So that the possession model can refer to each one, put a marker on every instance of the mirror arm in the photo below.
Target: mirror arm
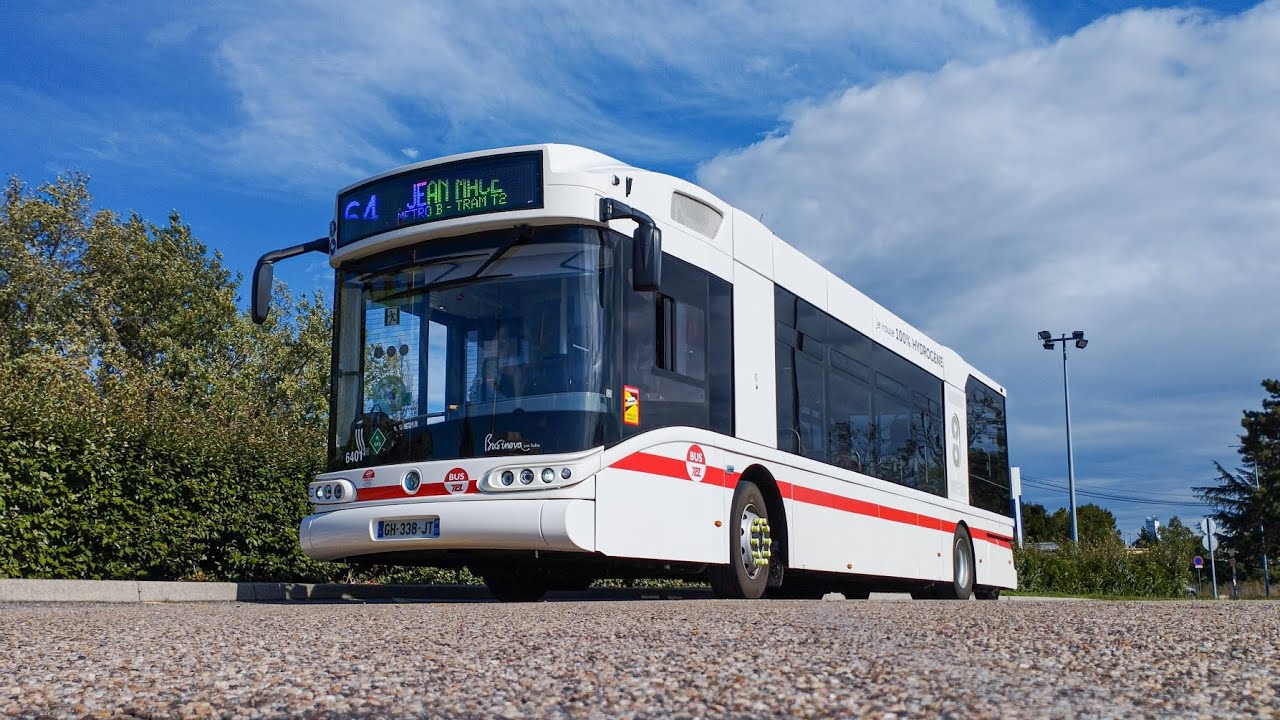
(261, 287)
(613, 210)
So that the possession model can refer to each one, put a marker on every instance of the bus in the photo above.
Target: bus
(553, 368)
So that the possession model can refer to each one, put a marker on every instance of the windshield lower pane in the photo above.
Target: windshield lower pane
(485, 345)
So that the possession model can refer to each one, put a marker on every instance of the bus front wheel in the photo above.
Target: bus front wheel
(750, 547)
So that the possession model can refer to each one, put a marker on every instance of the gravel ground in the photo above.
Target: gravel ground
(647, 659)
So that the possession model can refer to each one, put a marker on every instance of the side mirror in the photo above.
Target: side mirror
(647, 258)
(261, 301)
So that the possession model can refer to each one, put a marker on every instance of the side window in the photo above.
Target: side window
(849, 401)
(677, 351)
(988, 449)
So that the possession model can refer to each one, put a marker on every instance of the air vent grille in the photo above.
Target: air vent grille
(695, 214)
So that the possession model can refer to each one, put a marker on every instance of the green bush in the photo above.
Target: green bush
(1105, 569)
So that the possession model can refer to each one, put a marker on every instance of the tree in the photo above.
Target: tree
(1036, 525)
(147, 428)
(1096, 524)
(1247, 500)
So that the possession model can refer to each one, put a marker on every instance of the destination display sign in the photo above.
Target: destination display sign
(494, 183)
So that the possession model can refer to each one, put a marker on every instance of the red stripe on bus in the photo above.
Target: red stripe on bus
(672, 468)
(397, 492)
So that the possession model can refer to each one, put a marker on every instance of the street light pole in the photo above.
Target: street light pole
(1048, 341)
(1262, 532)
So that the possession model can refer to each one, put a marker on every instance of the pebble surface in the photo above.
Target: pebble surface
(644, 659)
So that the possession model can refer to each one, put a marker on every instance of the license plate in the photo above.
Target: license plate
(407, 528)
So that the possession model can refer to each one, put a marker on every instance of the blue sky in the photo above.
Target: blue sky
(983, 168)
◆ ◆ ◆ ◆
Skalakan ulang semua baris mulai dari baris yang memuat "tree in the photo above." hingga akhir butir, termasuk baris tersebut, dan tuliskan kembali seluruhnya beserta permintaannya. Setiap koordinat pada jawaban dikalikan 2,6 lalu dibulatkan ke bilangan bulat terdekat, dengan nilai setengah dibulatkan ke atas.

So that the possession model can refer to each one, put a marker on every instance of the tree in the photo above.
Target: tree
(2694, 1365)
(382, 1113)
(2850, 1362)
(3242, 1300)
So that the possession model can refer to each one, put a marker on every instance of the destination display sign in the photo above.
Target: destination display sign
(1284, 476)
So that the possession model can refer to each one, put a marker on every instance of the red stripe on bus in the photo above.
Target: red stripe on bus
(1747, 1217)
(1032, 1279)
So that the possession model can refer to each one, put a marker on every instance of the street light pole in the photo above.
Target: street light pole
(2725, 887)
(3281, 1383)
So that the possession model can refer to each one, put a marker on every instance of the pebble surface in the photo above.
Target: pebble surface
(1674, 1713)
So that the possession model can refer to each one, put a marker on every instance of the license plate in the photo above.
Target: license plate
(1058, 1373)
So that the possession model can refer to each one, put a marker on every instance of the blue sky in the photo above.
Target: blue sky
(2556, 437)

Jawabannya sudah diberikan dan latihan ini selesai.